Written request 1
Would you return, word for word, the part of the notes on RAT job submission starting with "A module is" and going on through "in this case."?
Written request 2
Can you carry the notes on submitting and resubmitting RAT processing jobs further, starting after their last sentence?

Quoted text
^^^^
A module is slightly different than a macro - the easiest way to find out what the corresponding module is to the given macro is to look it up in the processing_information_X_Y_Z.py for that RAT version; the file is basically just a giant mapping of modules to macros with given arguments.

Note:
1. Use -f only when you need to set Analysis job’s Processing prerequisite to the largest (most recent) pass number of Processing for each run instead of requiring it be part of the submission.
2. Sometimes you need to submit both processing and analysis jobs with these processing ones being prerequisite for the analysis. Use -N <Processing module> -N <Analysis module> to submit them all together. It is best to do this in one step, specifying all modules, than submitting processing modules and then submitting analysis modules which won’t always work. You don’t need -f flag in this case.

Failed jobs resubmission

We have a automatic script ~/cron/retry_jobs.sh that will resubmit certain failed jobs that satisfy some specific requirements twice a day and retry_failed.py has been integrated into gasp_client to resubmit part failed and failed jobs only after run 270000; this works for both Processing as well as Productions jobs. But there are still some other jobs that have to be submitted manually.
- Part Failed jobs Sometimes we need to resubmit part failed jobs. Use retry_failed.py to resubmit them instead of using offline_processing.py which would give these jobs a new unwanted pass.
^^^^
Data segment
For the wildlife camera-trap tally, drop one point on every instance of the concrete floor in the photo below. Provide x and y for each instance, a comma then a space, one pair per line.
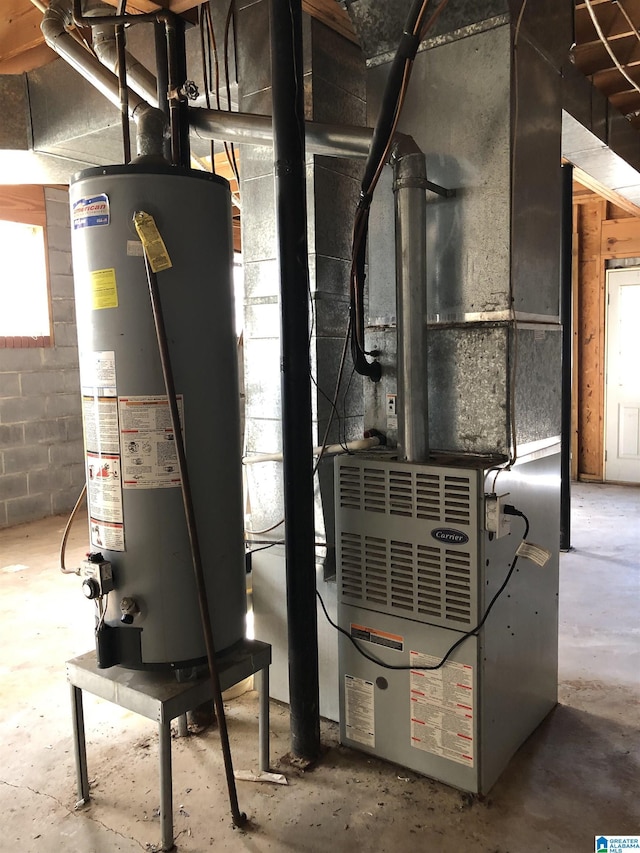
^^^^
Exercise output 1
A module is slightly different than a macro - the easiest way to find out what the corresponding module is to the given macro is to look it up in the processing_information_X_Y_Z.py for that RAT version; the file is basically just a giant mapping of modules to macros with given arguments.

Note:
1. Use -f only when you need to set Analysis job’s Processing prerequisite to the largest (most recent) pass number of Processing for each run instead of requiring it be part of the submission.
2. Sometimes you need to submit both processing and analysis jobs with these processing ones being prerequisite for the analysis. Use -N <Processing module> -N <Analysis module> to submit them all together. It is best to do this in one step, specifying all modules, than submitting processing modules and then submitting analysis modules which won’t always work. You don’t need -f flag in this case.

Exercise output 2
- Identify issues. We usually have email notifications turned on for failure jobs, the execution log will be attached along with the email. If the email includes Note, no attachments for error/output logs!, this means the job has no execution log, this usually happen when a job fails before actually running, which can be solved by resubmission. If you want further information, you can get dirac_id in its data document, and search that on Dirac monitoring page.

draining the queue

If something goes wrong with the jobs or something you may need to remove all the jobs from the clusters: processing:

cd ~/data-flow/tree/master/cron
screen -S drain ./processing/enqueue_processing_drain.sh

production:

cd ~/data-flow/tree/master/cron
screen -S drain ./production/enqueue_production_drain.sh

Weekly Checklist

DWG meeting

You need to attend weekly DWG call on Tuesday at 2:00 p.m. EST and give updates on anything notable that happened during the last week. Sign up to the mailing list, snoplus@snolab.ca, for further information.